# GOAL
Set down each entry from the block beneath, exactly as written.

# DATA
--------------------

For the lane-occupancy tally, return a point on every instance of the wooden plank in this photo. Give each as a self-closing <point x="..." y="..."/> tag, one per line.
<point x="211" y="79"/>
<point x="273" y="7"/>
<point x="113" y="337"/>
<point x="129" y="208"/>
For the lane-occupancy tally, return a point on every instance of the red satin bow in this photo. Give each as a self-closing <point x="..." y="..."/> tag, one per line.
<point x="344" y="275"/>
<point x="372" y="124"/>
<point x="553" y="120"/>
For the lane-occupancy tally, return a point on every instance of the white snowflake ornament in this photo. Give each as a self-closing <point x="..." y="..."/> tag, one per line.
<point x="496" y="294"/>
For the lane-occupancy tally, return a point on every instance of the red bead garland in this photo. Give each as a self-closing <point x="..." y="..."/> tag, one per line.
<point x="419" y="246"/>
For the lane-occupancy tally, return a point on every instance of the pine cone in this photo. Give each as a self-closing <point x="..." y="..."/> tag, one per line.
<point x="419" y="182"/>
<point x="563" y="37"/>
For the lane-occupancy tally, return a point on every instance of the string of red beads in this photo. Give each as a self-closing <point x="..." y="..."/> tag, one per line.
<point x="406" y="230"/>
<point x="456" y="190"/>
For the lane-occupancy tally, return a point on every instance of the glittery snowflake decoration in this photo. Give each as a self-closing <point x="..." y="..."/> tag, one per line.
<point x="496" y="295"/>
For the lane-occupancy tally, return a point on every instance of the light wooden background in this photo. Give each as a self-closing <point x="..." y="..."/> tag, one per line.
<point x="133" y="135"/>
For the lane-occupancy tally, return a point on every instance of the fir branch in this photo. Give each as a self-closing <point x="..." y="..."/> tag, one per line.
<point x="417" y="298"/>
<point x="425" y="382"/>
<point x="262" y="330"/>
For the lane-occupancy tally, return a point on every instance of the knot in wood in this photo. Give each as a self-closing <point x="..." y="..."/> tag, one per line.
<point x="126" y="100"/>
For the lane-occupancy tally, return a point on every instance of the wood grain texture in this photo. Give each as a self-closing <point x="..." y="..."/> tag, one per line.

--------------------

# SOLUTION FOR THIS PROBLEM
For the lane-occupancy tally, return a point on every instance of the wooden plank in this photo. Give each as a self-closing <point x="..." y="..."/> tag, one per line.
<point x="211" y="79"/>
<point x="273" y="7"/>
<point x="113" y="337"/>
<point x="129" y="208"/>
For the lane-occupancy tally, return a point on every instance of the red satin bow in this photo. Give each as a self-closing <point x="..." y="..."/> tag, one per line.
<point x="344" y="275"/>
<point x="372" y="124"/>
<point x="553" y="120"/>
For the lane-occupancy tally, return a point on every instance of the white snowflake ornament in this photo. Give each as a self-closing <point x="..." y="..."/> tag, one per line.
<point x="496" y="294"/>
For the lane-occupancy tally, return a point on every instance of the red bead garland in this photo. Give each as a self-closing <point x="..." y="..."/> tag, one per line.
<point x="419" y="246"/>
For the lane-occupancy tally, return a point on every instance of the pine cone in this photo. Give each as a self-closing <point x="..." y="..."/> tag, one per line.
<point x="419" y="182"/>
<point x="563" y="37"/>
For the lane-occupancy tally, return a point on every instance of the string of red beads in this photo. Give each as a self-closing <point x="..." y="..."/> tag, one per line.
<point x="406" y="230"/>
<point x="456" y="190"/>
For the lane-occupancy tally, return a point on every instance of the glittery snowflake decoration in this photo. Give each as a self-closing <point x="..." y="..."/> tag, one per line.
<point x="496" y="295"/>
For the lane-occupancy tally, return a point on every instance of the light wooden background in this photo. Give each as a self-closing <point x="..." y="..."/> tag, one per line.
<point x="133" y="135"/>
For the lane-occupancy tally, return a point on every instance of the fir branch in this photo. Give each as a self-closing <point x="..." y="..."/> tag, one per line.
<point x="417" y="298"/>
<point x="425" y="382"/>
<point x="262" y="330"/>
For the lane-occupancy tally, return a point on every instance of the knot in wood in this photo. Give each as a self-closing <point x="..." y="..."/> tag, one per line.
<point x="126" y="100"/>
For the lane-occupancy tally, return a point on every instance of the wood grain texture in this photo. Give each as a self-closing <point x="..." y="..."/> tag, one per line.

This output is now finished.